Dataset excerpts Start Marker

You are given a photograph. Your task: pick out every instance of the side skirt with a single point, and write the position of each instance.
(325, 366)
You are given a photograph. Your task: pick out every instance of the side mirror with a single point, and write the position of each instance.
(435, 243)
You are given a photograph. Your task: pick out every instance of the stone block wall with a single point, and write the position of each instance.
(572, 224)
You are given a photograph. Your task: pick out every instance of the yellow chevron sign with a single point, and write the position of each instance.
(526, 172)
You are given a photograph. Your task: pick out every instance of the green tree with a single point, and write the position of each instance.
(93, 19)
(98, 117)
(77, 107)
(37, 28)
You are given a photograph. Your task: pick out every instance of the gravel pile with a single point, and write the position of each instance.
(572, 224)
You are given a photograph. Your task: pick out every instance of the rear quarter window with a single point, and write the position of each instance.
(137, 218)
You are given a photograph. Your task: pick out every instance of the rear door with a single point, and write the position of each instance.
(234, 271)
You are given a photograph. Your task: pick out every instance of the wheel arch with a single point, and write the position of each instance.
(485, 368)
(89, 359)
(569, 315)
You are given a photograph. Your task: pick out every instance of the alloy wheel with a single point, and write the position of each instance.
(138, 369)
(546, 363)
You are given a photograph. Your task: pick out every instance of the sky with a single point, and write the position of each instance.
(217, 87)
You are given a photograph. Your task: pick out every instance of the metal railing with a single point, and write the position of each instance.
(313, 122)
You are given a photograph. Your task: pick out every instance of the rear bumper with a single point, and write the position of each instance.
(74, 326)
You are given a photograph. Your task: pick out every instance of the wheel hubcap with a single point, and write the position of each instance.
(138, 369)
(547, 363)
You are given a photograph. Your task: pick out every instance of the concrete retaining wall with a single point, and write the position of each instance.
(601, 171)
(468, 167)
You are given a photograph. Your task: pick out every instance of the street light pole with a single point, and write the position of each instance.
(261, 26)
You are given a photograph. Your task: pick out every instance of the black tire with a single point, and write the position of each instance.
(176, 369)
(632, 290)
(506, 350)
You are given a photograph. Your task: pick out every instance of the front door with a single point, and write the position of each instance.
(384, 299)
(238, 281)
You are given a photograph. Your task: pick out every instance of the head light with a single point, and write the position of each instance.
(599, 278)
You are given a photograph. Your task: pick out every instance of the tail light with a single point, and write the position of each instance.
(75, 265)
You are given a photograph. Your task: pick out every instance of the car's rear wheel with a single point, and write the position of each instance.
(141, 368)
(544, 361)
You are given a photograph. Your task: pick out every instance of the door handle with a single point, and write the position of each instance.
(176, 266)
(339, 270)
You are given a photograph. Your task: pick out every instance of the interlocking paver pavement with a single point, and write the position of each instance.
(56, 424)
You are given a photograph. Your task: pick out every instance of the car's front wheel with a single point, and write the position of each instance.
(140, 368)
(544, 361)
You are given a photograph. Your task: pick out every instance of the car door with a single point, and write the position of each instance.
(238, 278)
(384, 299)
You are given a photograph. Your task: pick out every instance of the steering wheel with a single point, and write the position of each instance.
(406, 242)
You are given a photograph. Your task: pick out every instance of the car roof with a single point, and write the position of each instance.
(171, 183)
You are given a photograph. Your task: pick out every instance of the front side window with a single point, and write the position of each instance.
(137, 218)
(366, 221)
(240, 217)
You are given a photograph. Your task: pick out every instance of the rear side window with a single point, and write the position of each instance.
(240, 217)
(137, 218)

Dataset excerpts End Marker

Work order: Write out every entry again exactly, please, with nothing missing.

The answer:
You are given a photograph. Your task: pick out every instance of the side skirt with a single point, and write the position of each instance.
(325, 366)
You are given a photograph. Your task: pick out every instance of the side mirror with a single point, and write the position of each instance.
(435, 243)
You are given a photograph. Your task: pick out every instance of the stone block wall with a single point, and write the position of each instance.
(572, 224)
You are given a photograph. Your task: pick out every instance of the yellow chevron sign with a single point, and write the position of each instance.
(526, 172)
You are given a photograph. Your task: pick out every instance of the green tree with a single point, and write the position of each instance.
(93, 19)
(98, 117)
(77, 107)
(37, 28)
You are given a photograph. Your task: pick out every instance of the gravel pile with a single point, and write the position of each instance.
(572, 224)
You are given a photograph. Your task: pick out every instance of the rear quarter window with a single point, and write the position of each instance.
(137, 218)
You are given a photograph. Your task: pick out every instance of the rear door with a single point, and write the position of each instance.
(234, 271)
You are given a photograph. Your task: pick out every instance of the wheel arch with a single point, and write the position of each instance.
(485, 368)
(89, 359)
(569, 315)
You are given a photograph. Your task: pick out every instance of the alloy wheel with a single point, and write the position of each instance.
(138, 369)
(546, 363)
You are given a photograph. Your task: pick out every instance of the sky with a single point, and write the position of each instance.
(217, 87)
You are given a photograph. Your task: pick out every instance of the metal railing with a single point, and write the position of each instance.
(313, 122)
You are given a photograph. Your task: pick out every instance of the rear bumper with a single point, and write the position of each instance.
(74, 326)
You are given a photograph. Your task: pick out every instance of the wheel hubcap with a single point, and write the position of each instance.
(138, 369)
(547, 363)
You are given a photograph. Your task: pick out every instance of the concrete retaining wall with a single point, and write the position of each instance.
(601, 171)
(468, 167)
You are given a photograph. Your task: pick out every instance of the street light pole with a single point, and write the position of each instance.
(261, 26)
You are given a photograph. Your task: pick out every instance of the black tire with a single point, and write the position of each instance.
(176, 369)
(632, 290)
(506, 350)
You are given a photograph. Your task: pick out every instance of the front door with a single point, and write the position of each instance.
(384, 299)
(238, 281)
You are given a photograph. Your task: pick out every instance of the head light with a single point, and write the position of each instance.
(599, 278)
You are given a photograph. Your task: pick out every instance of the tail light with a single point, and write the position of each instance.
(75, 265)
You are given a photograph. Your task: pick out every instance of the car's rear wheel with a single point, and write the position of each instance.
(141, 368)
(544, 361)
You are given a photograph. Your task: pick out every instance of the door handle with a single point, and write the position of each instance.
(176, 266)
(339, 270)
You are given a photograph. Your task: pick out every instance of the interlocking paver pavement with a single point, and write the position of each instance.
(56, 424)
You are given a photograph. Your task: pick out every instance of the car's front wheel with a single point, and write the position of each instance.
(140, 368)
(544, 361)
You are given a photograph. Your task: pick out every instance of the car door with a single point, and write the position of each instance.
(238, 278)
(384, 299)
You are given a photograph. Your task: pick out every instance of the steering wheel with a single point, and write the position of each instance.
(406, 242)
You are given a photograph. Your task: pick out every instance of the car roof with a single point, and write the position of each instance.
(171, 183)
You are given a photograph. Your task: pick out every instance of the front side window with a single point, and write the position of each instance.
(137, 218)
(366, 221)
(240, 217)
You are given a photograph. Your task: pick out every instance of the rear side window with a single point, and write the position of each instance.
(240, 217)
(137, 218)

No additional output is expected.